Exercise data
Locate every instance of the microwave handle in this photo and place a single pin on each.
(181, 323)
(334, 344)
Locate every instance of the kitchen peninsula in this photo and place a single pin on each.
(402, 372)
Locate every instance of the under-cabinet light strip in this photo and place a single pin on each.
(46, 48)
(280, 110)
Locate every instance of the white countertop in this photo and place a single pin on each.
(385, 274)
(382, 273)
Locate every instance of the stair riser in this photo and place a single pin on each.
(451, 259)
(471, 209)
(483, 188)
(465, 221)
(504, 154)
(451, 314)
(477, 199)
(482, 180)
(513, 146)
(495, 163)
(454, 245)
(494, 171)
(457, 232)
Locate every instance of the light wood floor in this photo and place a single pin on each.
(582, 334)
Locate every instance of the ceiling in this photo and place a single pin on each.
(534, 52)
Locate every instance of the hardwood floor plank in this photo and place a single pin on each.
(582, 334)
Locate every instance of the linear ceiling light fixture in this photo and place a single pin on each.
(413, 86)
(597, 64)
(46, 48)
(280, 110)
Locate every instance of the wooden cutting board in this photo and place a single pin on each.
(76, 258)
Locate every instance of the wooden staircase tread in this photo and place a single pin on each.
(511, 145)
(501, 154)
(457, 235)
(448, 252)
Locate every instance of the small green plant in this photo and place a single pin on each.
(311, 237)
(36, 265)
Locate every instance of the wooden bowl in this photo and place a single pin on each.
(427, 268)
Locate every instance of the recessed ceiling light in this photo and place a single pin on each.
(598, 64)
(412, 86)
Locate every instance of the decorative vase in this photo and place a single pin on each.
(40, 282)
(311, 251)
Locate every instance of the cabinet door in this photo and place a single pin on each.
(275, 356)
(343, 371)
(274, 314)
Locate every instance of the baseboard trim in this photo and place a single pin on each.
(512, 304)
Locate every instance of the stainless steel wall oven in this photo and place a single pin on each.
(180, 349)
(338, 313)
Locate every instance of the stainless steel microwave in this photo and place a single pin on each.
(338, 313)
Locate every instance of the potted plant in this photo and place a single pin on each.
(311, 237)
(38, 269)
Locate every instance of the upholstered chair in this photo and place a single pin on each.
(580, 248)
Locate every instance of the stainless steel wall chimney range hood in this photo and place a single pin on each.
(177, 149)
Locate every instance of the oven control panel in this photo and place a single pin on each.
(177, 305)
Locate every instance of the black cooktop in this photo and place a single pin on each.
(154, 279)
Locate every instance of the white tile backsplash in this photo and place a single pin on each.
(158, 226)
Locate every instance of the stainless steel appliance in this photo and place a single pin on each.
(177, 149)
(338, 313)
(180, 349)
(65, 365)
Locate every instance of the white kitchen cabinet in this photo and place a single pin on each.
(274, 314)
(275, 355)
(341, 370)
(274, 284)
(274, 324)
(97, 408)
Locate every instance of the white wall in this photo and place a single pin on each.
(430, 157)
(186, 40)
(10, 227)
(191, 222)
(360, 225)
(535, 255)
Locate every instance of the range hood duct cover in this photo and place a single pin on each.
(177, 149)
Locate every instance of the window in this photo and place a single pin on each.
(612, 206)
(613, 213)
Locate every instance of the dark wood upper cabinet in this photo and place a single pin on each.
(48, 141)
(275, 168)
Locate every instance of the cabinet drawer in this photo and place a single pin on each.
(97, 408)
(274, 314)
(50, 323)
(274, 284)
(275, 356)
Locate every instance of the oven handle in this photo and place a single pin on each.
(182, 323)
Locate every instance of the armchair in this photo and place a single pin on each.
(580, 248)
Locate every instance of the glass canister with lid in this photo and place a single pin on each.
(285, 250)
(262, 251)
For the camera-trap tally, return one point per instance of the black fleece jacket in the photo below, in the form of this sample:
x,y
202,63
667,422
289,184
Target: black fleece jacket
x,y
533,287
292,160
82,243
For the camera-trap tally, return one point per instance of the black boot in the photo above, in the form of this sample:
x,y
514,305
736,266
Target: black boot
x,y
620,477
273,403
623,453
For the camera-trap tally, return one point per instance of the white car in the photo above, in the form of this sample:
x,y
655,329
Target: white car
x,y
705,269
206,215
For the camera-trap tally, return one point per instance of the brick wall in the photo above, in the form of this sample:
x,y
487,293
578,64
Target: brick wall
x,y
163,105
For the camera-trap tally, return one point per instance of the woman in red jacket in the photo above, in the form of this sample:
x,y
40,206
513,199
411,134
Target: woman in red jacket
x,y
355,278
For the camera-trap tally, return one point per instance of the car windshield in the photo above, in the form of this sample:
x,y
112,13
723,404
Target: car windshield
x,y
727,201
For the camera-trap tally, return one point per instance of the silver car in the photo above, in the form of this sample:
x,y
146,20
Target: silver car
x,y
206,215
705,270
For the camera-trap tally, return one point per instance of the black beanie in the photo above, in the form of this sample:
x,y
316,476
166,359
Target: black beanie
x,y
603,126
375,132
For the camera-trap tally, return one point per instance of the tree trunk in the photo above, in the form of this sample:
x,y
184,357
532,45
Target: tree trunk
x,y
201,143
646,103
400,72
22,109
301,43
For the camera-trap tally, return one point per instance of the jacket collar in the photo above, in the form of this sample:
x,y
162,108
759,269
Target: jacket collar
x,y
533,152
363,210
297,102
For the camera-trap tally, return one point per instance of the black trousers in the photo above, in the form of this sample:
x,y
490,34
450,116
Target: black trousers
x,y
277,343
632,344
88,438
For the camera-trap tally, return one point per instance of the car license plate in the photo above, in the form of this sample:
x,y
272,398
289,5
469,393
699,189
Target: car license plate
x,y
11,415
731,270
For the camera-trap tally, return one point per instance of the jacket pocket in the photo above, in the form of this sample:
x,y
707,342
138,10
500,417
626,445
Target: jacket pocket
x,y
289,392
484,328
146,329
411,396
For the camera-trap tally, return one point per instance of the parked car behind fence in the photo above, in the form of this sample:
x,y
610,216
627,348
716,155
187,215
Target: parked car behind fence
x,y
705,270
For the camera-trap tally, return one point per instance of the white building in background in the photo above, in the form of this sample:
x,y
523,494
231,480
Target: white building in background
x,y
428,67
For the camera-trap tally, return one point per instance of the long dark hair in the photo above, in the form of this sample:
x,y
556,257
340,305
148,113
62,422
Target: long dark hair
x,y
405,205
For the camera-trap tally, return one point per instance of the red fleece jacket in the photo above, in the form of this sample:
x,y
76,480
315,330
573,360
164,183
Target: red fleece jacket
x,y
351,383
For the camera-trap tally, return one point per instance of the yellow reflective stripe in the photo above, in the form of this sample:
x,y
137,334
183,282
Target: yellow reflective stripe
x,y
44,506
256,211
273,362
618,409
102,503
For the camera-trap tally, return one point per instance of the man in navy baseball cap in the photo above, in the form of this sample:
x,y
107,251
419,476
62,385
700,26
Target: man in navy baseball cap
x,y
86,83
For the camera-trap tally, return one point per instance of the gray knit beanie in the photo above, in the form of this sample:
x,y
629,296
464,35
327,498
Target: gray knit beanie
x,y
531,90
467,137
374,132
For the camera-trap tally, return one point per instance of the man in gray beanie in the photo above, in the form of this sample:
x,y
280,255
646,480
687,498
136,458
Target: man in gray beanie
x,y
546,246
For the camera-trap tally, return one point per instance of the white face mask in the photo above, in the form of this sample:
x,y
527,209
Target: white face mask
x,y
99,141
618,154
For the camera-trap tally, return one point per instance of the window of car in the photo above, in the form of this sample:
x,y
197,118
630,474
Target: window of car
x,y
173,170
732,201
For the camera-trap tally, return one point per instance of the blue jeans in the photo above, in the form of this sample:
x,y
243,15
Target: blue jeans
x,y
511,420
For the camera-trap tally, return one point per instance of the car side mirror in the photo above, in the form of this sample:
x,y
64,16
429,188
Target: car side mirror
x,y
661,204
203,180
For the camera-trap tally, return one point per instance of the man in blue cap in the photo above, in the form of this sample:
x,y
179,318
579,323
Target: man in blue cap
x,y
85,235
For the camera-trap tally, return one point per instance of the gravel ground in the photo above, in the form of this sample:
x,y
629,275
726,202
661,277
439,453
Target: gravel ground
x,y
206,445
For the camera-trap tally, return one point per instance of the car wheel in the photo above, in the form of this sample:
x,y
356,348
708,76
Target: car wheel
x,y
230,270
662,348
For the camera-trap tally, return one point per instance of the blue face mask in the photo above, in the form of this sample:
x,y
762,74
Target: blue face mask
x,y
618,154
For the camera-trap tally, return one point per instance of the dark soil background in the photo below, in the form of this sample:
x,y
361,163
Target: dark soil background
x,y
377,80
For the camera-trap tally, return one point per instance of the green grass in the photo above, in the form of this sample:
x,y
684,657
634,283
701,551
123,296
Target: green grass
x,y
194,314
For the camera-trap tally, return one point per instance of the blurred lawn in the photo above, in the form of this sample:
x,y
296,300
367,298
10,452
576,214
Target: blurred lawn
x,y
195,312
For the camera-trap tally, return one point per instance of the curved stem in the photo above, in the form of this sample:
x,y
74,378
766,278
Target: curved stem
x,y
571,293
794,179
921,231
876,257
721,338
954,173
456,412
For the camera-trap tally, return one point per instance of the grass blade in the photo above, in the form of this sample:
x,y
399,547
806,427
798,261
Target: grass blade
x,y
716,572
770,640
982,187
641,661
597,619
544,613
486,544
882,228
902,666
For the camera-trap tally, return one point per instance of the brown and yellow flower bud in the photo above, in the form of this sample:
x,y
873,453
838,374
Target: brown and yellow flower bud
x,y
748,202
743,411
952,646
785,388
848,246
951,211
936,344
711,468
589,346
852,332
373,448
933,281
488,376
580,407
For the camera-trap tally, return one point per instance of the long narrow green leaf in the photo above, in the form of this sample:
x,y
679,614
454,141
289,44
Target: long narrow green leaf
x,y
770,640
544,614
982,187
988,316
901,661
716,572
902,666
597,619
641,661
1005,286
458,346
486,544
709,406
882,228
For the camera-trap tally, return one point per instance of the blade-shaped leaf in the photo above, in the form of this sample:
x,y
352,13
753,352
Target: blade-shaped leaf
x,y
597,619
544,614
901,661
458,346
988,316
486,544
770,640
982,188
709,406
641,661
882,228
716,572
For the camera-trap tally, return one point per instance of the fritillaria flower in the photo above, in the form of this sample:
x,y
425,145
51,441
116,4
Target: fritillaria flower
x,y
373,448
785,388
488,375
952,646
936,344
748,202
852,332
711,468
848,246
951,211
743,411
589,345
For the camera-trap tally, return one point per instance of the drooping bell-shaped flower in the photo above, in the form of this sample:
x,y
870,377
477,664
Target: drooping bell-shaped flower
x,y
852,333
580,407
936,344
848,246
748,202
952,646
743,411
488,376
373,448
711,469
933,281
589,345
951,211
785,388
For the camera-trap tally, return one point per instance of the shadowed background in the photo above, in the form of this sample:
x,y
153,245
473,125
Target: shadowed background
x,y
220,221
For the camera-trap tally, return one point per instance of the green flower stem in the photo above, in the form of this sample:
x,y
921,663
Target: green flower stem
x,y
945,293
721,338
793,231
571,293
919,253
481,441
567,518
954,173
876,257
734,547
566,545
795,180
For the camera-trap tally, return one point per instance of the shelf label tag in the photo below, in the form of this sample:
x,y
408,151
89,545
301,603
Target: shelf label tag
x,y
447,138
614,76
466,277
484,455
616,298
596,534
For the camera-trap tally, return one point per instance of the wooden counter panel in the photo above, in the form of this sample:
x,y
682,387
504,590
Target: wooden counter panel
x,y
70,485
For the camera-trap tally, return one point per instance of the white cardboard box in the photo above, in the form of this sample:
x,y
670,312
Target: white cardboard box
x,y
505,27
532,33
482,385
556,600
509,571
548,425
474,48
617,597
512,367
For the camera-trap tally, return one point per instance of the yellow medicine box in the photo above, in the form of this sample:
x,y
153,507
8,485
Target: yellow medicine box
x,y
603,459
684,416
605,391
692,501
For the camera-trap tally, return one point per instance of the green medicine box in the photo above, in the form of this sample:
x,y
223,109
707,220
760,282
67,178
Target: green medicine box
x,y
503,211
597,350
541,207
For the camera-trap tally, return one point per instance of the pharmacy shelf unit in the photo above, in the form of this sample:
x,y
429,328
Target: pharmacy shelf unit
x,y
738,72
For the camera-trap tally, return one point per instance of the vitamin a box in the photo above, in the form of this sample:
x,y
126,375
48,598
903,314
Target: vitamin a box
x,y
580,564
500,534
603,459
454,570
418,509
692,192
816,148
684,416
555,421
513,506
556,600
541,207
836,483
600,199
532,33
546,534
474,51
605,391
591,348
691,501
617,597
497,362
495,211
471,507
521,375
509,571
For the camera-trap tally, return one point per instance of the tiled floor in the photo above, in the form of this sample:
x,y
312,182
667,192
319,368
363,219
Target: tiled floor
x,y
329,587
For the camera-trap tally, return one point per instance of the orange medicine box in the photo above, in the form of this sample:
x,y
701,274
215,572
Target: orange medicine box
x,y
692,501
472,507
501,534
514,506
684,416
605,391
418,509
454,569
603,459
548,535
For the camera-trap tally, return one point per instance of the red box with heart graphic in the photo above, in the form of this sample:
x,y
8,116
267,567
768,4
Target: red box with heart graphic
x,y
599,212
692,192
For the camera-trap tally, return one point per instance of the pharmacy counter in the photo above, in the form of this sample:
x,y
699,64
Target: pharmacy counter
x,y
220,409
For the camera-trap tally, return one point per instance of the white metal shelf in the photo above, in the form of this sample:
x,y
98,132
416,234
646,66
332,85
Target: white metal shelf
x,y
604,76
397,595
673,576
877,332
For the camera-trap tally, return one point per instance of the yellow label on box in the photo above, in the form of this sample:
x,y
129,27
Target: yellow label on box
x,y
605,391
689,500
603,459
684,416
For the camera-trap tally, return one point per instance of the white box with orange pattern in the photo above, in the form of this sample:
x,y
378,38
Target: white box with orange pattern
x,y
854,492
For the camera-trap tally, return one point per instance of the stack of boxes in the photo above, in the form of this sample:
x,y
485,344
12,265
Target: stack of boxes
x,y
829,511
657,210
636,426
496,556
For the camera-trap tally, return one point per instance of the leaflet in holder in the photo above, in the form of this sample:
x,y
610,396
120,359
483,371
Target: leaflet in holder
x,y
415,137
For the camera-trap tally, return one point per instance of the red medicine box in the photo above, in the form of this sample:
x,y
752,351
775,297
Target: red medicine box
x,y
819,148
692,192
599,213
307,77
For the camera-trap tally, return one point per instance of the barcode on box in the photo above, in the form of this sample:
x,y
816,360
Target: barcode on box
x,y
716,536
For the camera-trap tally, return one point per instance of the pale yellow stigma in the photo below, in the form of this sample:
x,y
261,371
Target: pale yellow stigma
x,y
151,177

Request
Change every "stigma" to "pistil" in the lines from the one containing "of the pale" through the end of the records, and give those lines again with nothing else altered.

Solution for this task
For the camera-trap tally, return one point per instance of the pale yellow pistil in the photo below, in the form of this sample:
x,y
261,371
Target: pale yellow pistil
x,y
151,177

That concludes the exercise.